**Text**

Mr. Uribe, who has pleaded guilty to conspiring to bribe Mr. Menendez with a Mercedes-Benz, is likely to face hours of cross-examination by defense lawyers about at least one element that was missing from his direct testimony: any discussion with the senator of a payoff.
“I never talked to Mr. Menendez about making payments for the car,” Mr. Uribe said in court on Monday.
Mr. Uribe’s testimony did reveal two private meetings with the senator that were not mentioned in a federal indictment against Mr. Menendez.
And his firsthand account as a witness goes to the heart of the government’s case against Mr. Menendez, a once-powerful Democrat who is in his fifth week of trial. He is charged with accepting cash, gold and the Mercedes-Benz in exchange for meddling in criminal investigations, steering aid to Egypt and propping up a friend’s halal meat certification monopoly.
Nadine Menendez, the senator’s wife, and two New Jersey businessmen, Wael Hana and Fred Daibes, are also charged in the bribery conspiracy. All four have pleaded not guilty.
Mr. Uribe, 57, told jurors that he was invited to Ms. Menendez’s home in Englewood Cliffs, N.J., where he spoke with the senator alone for roughly an hour on the eve of a Sept. 6, 2019, meeting that Mr. Menendez held with a former New Jersey attorney general, Gurbir S. Grewal.
Mr. Uribe and the senator poured drinks from a bottle of Grand Marnier brandy that Mr. Uribe had brought as a gift. The senator smoked a cigar and they discussed an insurance fraud investigation that Mr. Uribe testified he wanted Mr. Menendez’s help in quashing.
Before Mr. Uribe left, the senator shook a small bell to summon Ms. Menendez from inside the house; she brought out a piece of paper, and Mr. Uribe said he was instructed to write down the names of the two businesses and the two associates who were targets of the attorney general’s fraud investigation.
The senator folded the paper and slipped it into his pocket, Mr. Uribe testified.
At noon the next day, the senator met with Mr. Grewal, who told jurors last week that during the brief sit-down at the senator’s office in Newark he flatly refused Mr. Menendez’s overture to discuss a specific case.
Less than three hours later, however, Mr. Uribe said he was told by Ms. Menendez to meet the senator at his apartment building in New Jersey. The men spoke briefly in the lobby, and Mr. Menendez offered Mr. Uribe reassurance.
“That thing that you asked me about — it doesn’t seem to be anything there,” Mr. Uribe testified the senator told him.
Mr. Uribe is expected to be questioned aggressively on Tuesday about his decision to plead guilty in March — for the second time in 13 years.
In 2011, Mr. Uribe, an insurance broker, admitted taking $76,000 in insurance premiums but failing to buy coverage for seven clients, all commercial drivers. He was sentenced in New Jersey to probation and stripped of his insurance broker’s license.
He testified Monday that he continued to run an insurance broker’s office, in violation of his 2011 guilty plea. He also told jurors that he had failed for years to pay business taxes, had lied about being married on his personal income tax forms and fraudulently obtained two loans to purchase trucking equipment.
In an opening statement last month, one of the senator’s lawyers, Avi Weitzman, said of Mr. Uribe: “We’ll have a lot to discuss at the end of the case about him — about his lies and his cheating and his crimes and all the ways he’s been incentivized to continue doing all of them.”

**Directions**
1 – In the article on the Menendez trial, reproduce the passage starting with "Mr. Uribe, who" and going on through "court on Monday.".
2 – Answer these questions from the article on the Menendez trial:
(a) What brand of brandy did Mr. Uribe bring to the senator as a gift?
(b) In what city was the senator's office where he met with Mr. Grewal?
(c) How much in insurance premiums did Mr. Uribe admit taking in 2011?

**Raw data**
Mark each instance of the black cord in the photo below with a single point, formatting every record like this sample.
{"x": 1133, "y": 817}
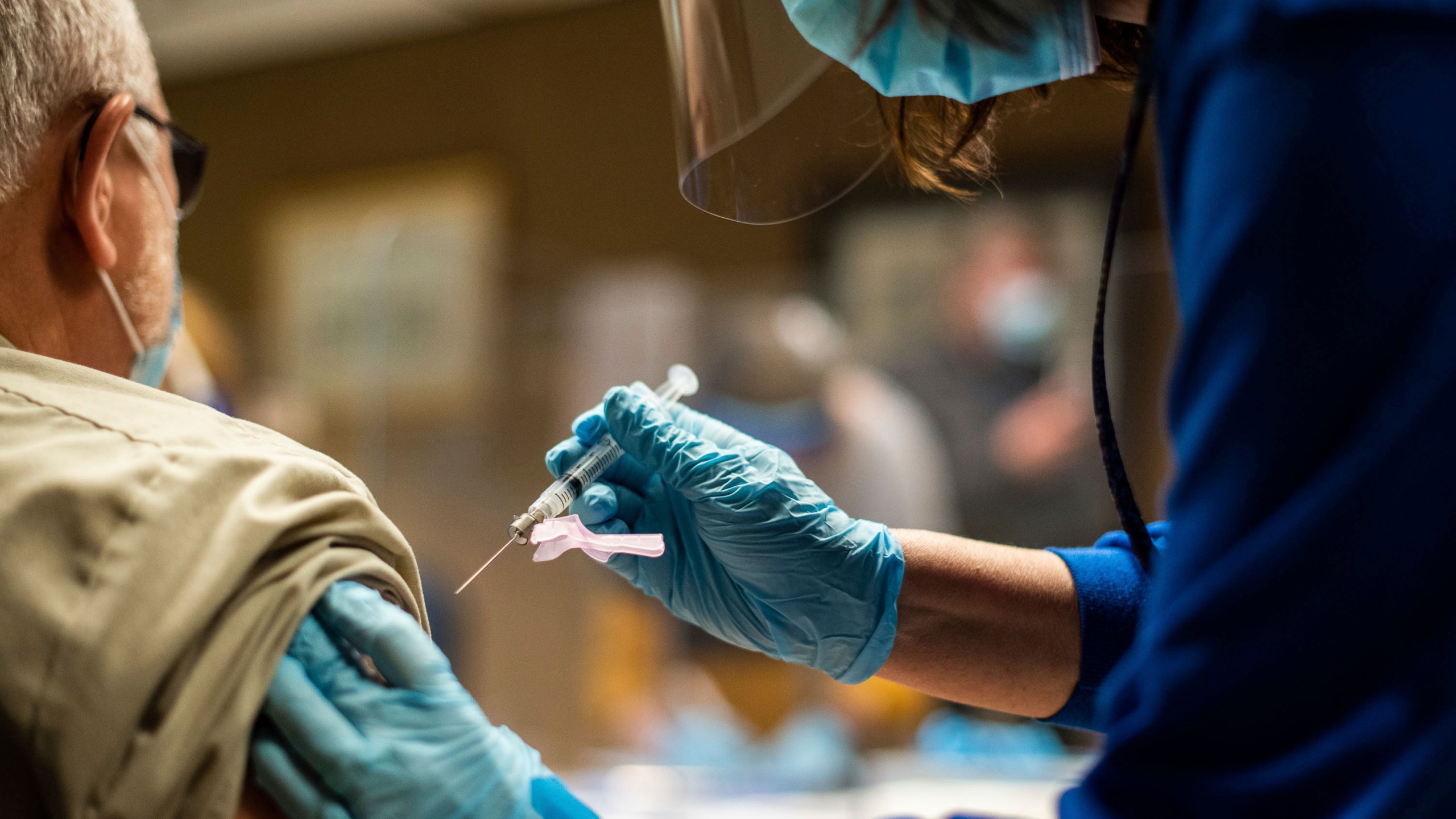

**Task responses**
1 –
Mr. Uribe, who has pleaded guilty to conspiring to bribe Mr. Menendez with a Mercedes-Benz, is likely to face hours of cross-examination by defense lawyers about at least one element that was missing from his direct testimony: any discussion with the senator of a payoff.
“I never talked to Mr. Menendez about making payments for the car,” Mr. Uribe said in court on Monday.

2 –
(a) Grand Marnier
(b) Newark
(c) $76,000